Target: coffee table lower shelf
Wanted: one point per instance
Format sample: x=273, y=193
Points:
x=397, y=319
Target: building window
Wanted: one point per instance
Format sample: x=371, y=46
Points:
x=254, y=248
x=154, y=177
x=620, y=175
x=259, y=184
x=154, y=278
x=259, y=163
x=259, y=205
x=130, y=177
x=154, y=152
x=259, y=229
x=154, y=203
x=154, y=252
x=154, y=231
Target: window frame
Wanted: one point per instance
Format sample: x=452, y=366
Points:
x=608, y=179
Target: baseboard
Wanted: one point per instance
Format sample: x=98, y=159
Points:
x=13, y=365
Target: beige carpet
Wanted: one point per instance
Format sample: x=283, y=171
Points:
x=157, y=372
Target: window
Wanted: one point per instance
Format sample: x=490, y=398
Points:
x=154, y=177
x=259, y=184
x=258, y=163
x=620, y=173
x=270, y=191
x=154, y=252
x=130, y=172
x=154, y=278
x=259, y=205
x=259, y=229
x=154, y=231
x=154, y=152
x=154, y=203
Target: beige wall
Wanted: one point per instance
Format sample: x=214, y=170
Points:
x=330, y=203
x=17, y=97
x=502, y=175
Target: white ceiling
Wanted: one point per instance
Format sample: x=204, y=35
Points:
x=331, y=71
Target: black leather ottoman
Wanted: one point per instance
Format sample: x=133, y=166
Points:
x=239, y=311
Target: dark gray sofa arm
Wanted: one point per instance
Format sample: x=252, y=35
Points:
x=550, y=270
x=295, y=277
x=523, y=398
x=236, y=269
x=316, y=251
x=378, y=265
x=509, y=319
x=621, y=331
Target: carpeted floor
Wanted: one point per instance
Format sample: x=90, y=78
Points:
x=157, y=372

----

- What you need to do
Write out each record again, keeping every word as it is.

- Exercise result
Target: coffee table lower shelf
Wanted: one point per instance
Format sample: x=273, y=193
Points:
x=397, y=319
Target: building window
Wanted: one point per instance
Format sample: x=371, y=46
Points:
x=254, y=248
x=154, y=177
x=620, y=175
x=259, y=184
x=154, y=278
x=259, y=163
x=259, y=205
x=130, y=177
x=154, y=152
x=259, y=229
x=154, y=203
x=154, y=252
x=154, y=231
Target: window frame
Wanted: one point per instance
Format sample: x=452, y=366
Points:
x=608, y=179
Target: baseboard
Wanted: one point per instance
Format sample: x=98, y=159
Points:
x=13, y=365
Target: beige carpet
Wanted: one point per instance
Format sample: x=283, y=171
Points:
x=157, y=372
Target: window
Wanted: one point per instance
Format sample: x=490, y=398
Points:
x=154, y=177
x=259, y=184
x=258, y=163
x=620, y=173
x=270, y=191
x=154, y=252
x=130, y=172
x=154, y=278
x=259, y=205
x=259, y=229
x=154, y=231
x=154, y=152
x=154, y=203
Target: beige wall
Wanted: one point per instance
Format sample: x=214, y=170
Points:
x=330, y=203
x=17, y=97
x=502, y=175
Target: white ceiling
Wanted: one point per instance
Format sample: x=204, y=35
Points:
x=331, y=71
Target: black leather ottoman
Wanted: one point per instance
Format sample: x=133, y=166
Points:
x=239, y=311
Target: dark gray sofa arm
Wanted: one point per instance
Format sample: x=252, y=35
Points:
x=550, y=270
x=295, y=277
x=523, y=398
x=236, y=269
x=316, y=251
x=378, y=265
x=509, y=319
x=621, y=331
Target: carpeted floor
Wanted: one point per instance
Format sample: x=90, y=78
Points:
x=157, y=372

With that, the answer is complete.